* BEGIN *
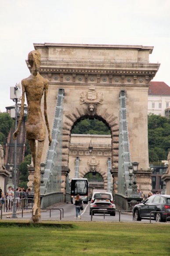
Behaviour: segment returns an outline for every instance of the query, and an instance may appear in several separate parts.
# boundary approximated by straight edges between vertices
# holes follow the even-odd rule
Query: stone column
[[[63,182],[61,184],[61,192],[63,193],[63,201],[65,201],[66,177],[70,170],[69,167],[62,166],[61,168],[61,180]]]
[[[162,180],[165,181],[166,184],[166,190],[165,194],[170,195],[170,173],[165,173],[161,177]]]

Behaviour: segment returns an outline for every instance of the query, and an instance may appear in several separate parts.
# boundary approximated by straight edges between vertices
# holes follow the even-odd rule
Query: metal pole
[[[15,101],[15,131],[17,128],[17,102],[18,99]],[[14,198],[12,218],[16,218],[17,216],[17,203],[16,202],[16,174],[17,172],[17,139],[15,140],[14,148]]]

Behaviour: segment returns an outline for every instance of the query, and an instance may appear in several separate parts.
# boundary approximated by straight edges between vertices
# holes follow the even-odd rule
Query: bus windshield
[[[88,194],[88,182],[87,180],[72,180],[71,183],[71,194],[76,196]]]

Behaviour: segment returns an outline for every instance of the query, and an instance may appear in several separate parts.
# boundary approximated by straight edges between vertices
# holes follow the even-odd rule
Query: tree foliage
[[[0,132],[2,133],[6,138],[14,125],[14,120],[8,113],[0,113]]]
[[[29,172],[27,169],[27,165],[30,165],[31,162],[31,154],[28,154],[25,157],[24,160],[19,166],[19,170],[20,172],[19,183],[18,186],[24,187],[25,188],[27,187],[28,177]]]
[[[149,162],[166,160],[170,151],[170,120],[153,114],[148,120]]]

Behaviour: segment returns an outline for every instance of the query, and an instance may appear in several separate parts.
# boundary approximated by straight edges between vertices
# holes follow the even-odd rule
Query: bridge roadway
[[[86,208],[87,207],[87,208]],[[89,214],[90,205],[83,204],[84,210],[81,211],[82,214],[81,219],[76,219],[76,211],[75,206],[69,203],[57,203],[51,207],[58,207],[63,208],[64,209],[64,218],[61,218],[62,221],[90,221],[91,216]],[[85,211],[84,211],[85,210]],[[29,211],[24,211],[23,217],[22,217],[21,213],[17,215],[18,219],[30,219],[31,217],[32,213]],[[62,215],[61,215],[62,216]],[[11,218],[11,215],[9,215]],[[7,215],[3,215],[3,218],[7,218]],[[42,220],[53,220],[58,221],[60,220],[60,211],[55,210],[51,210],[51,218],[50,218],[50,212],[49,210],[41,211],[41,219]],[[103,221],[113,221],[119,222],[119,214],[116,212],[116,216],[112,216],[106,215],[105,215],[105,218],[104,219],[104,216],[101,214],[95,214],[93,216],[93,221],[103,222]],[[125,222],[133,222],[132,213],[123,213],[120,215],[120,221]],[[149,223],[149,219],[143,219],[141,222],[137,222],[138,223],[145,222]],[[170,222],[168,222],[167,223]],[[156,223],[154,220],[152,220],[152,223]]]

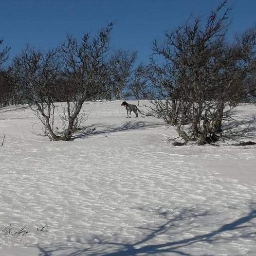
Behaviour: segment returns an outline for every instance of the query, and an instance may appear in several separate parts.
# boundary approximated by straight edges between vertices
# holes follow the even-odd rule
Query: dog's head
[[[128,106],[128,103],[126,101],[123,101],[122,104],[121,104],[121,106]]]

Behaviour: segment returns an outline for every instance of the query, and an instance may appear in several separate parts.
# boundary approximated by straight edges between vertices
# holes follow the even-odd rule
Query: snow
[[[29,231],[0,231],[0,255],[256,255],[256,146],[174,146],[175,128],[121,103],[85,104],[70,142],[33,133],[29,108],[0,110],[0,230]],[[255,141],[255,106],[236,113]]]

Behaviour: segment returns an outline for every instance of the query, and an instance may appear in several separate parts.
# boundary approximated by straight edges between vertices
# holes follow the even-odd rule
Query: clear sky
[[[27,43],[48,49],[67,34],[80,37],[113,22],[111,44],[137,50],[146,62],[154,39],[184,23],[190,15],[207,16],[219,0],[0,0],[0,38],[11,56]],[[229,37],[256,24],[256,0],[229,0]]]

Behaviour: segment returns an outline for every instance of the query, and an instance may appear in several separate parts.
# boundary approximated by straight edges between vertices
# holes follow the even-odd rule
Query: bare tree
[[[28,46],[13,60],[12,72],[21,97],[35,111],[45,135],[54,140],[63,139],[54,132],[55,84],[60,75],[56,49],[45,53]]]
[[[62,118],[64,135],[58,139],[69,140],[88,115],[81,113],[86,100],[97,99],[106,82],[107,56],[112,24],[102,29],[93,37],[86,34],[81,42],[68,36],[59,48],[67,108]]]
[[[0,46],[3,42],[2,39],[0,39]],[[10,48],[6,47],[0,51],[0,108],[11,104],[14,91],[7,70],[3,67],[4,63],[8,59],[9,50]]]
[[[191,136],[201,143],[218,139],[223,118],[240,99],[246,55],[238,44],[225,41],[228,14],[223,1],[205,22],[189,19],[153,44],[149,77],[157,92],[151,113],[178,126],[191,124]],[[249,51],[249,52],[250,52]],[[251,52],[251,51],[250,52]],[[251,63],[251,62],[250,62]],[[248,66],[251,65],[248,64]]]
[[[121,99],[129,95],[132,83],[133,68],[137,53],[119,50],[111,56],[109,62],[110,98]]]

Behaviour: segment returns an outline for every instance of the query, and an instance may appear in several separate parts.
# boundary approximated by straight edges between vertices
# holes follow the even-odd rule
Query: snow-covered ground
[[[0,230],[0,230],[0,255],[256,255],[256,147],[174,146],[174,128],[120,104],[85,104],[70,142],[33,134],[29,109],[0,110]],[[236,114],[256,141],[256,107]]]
* END *
● EXERCISE TASK
Retype all of the entries above word for word, omitting the pictures.

● RESPONSE BELOW
Behaviour: segment returns an outline for every instance of the query, and an instance may appear in several separate parts.
# boundary approximated by straight edges between vertices
# holes follow the even-odd rule
Query: stone column
[[[63,182],[61,184],[61,192],[63,193],[63,201],[65,201],[66,177],[70,170],[69,167],[62,166],[61,168],[61,180]]]
[[[162,180],[165,181],[166,184],[166,190],[165,194],[170,195],[170,173],[165,173],[161,177]]]

Behaviour: segment returns an outline for every instance of the query, and an instance may appear in several separate parts.
# boundary approximated by straight edges between vertices
# holes follow the even-odd rule
Query: metal pole
[[[15,101],[15,131],[17,128],[17,102],[18,99]],[[14,198],[12,218],[16,218],[17,216],[17,203],[16,202],[16,174],[17,172],[17,139],[15,140],[14,148]]]

Behaviour: segment returns an outline for every instance of the query, and an instance may appear in several separate parts.
# boundary approximated by straight edges between vertices
# holes follow the even-odd rule
Query: bus windshield
[[[88,194],[88,182],[87,180],[72,180],[71,183],[71,194],[76,196]]]

Behaviour: segment returns an outline for every instance of the query, and an instance may appear in several separate parts.
# boundary approximated by straight edges between vertices
# holes follow the even-odd rule
Query: tree foliage
[[[0,132],[2,133],[6,138],[14,125],[14,120],[8,113],[0,113]]]
[[[29,172],[27,169],[27,165],[30,165],[31,162],[31,154],[28,154],[25,157],[24,160],[19,166],[19,170],[20,172],[19,183],[18,186],[24,187],[25,188],[27,187],[28,177]]]
[[[149,162],[166,160],[170,151],[170,120],[153,114],[148,120]]]

Behaviour: segment returns an outline for every instance of the query, and an instance may appear in several separate parts.
# boundary approximated by straight edges between vertices
# holes follow the even-odd rule
Query: bridge roadway
[[[86,208],[87,207],[87,208]],[[89,214],[90,205],[83,204],[84,210],[81,211],[82,214],[81,219],[76,219],[76,211],[75,206],[69,203],[57,203],[51,207],[58,207],[63,208],[64,209],[64,218],[61,218],[62,221],[90,221],[91,216]],[[85,211],[84,211],[85,210]],[[29,211],[24,211],[23,217],[22,217],[21,213],[17,215],[18,219],[30,219],[31,217],[32,213]],[[62,215],[61,215],[62,216]],[[11,218],[11,215],[9,215]],[[7,215],[3,215],[3,218],[7,218]],[[42,220],[53,220],[58,221],[60,220],[60,211],[55,210],[51,210],[51,218],[50,218],[50,212],[49,210],[41,211],[41,219]],[[103,221],[113,221],[119,222],[119,214],[116,212],[116,216],[112,216],[106,215],[105,215],[105,218],[104,219],[104,216],[101,214],[95,214],[93,216],[93,221],[103,222]],[[125,222],[133,222],[132,213],[123,213],[120,215],[120,221]],[[149,223],[149,219],[143,219],[141,222],[137,222],[138,223],[145,222]],[[170,222],[168,222],[167,223]],[[156,223],[154,220],[152,220],[152,223]]]

Behaviour: segment returns an outline for every instance of the query, and an instance may appear in several separate parts.
# boundary approximated by straight edges between vertices
# holes follow the even-odd rule
Query: dog's head
[[[128,106],[128,103],[126,101],[123,101],[122,104],[121,104],[121,106]]]

Behaviour: segment returns an outline for every instance of the query, and an instance may appear in several separate parts.
# boundary approximated by straight edges between vertices
# holes follow the even-odd rule
Query: snow
[[[29,231],[0,231],[0,255],[256,255],[256,146],[174,146],[175,128],[121,103],[85,104],[70,142],[33,133],[29,108],[0,110],[0,230]],[[255,141],[255,106],[236,113]]]

Behaviour: segment returns an outline for every instance of the query, and an instance may appear in several separate parts.
# boundary approximated by straight edges between vertices
# holes follow the even-odd rule
Query: clear sky
[[[27,43],[48,49],[67,34],[80,37],[113,22],[111,44],[137,50],[146,62],[154,39],[184,23],[190,15],[207,16],[219,0],[0,0],[0,38],[11,56]],[[229,37],[256,24],[256,0],[229,0]]]

Behaviour: segment returns an outline for every instance of the query, and an instance may appear in several separate parts.
# boundary approximated by straight edges between vertices
# holes follow the even-odd rule
Query: bare tree
[[[28,46],[13,60],[12,72],[21,97],[35,111],[45,135],[54,140],[63,139],[54,132],[55,84],[60,75],[56,49],[45,53]]]
[[[62,118],[64,135],[58,139],[69,140],[88,115],[81,113],[86,100],[97,99],[106,82],[107,56],[112,24],[102,29],[93,37],[86,34],[81,42],[68,36],[59,48],[67,108]]]
[[[0,46],[3,42],[2,39],[0,39]],[[10,48],[6,47],[0,51],[0,108],[11,104],[14,91],[7,70],[3,67],[4,63],[8,59],[9,50]]]
[[[191,136],[201,143],[218,139],[223,118],[240,99],[246,55],[238,44],[225,41],[228,14],[223,1],[205,22],[189,19],[153,44],[149,77],[157,92],[151,113],[178,126],[191,124]],[[249,51],[249,52],[250,52]],[[251,52],[251,51],[250,52]],[[251,63],[251,62],[250,62]],[[248,66],[251,65],[248,64]]]
[[[121,99],[129,95],[132,83],[133,68],[137,53],[119,50],[111,56],[109,62],[110,98]]]

Behaviour: segment returns an outline for every instance of the query, and an instance may appear in several separate parts.
# boundary approximated by straight edges between vertices
# holes follow the even-odd rule
Query: snow-covered ground
[[[0,230],[0,230],[0,255],[256,255],[256,147],[174,146],[174,128],[120,104],[85,104],[70,142],[33,134],[29,109],[0,110]],[[236,114],[256,141],[256,107]]]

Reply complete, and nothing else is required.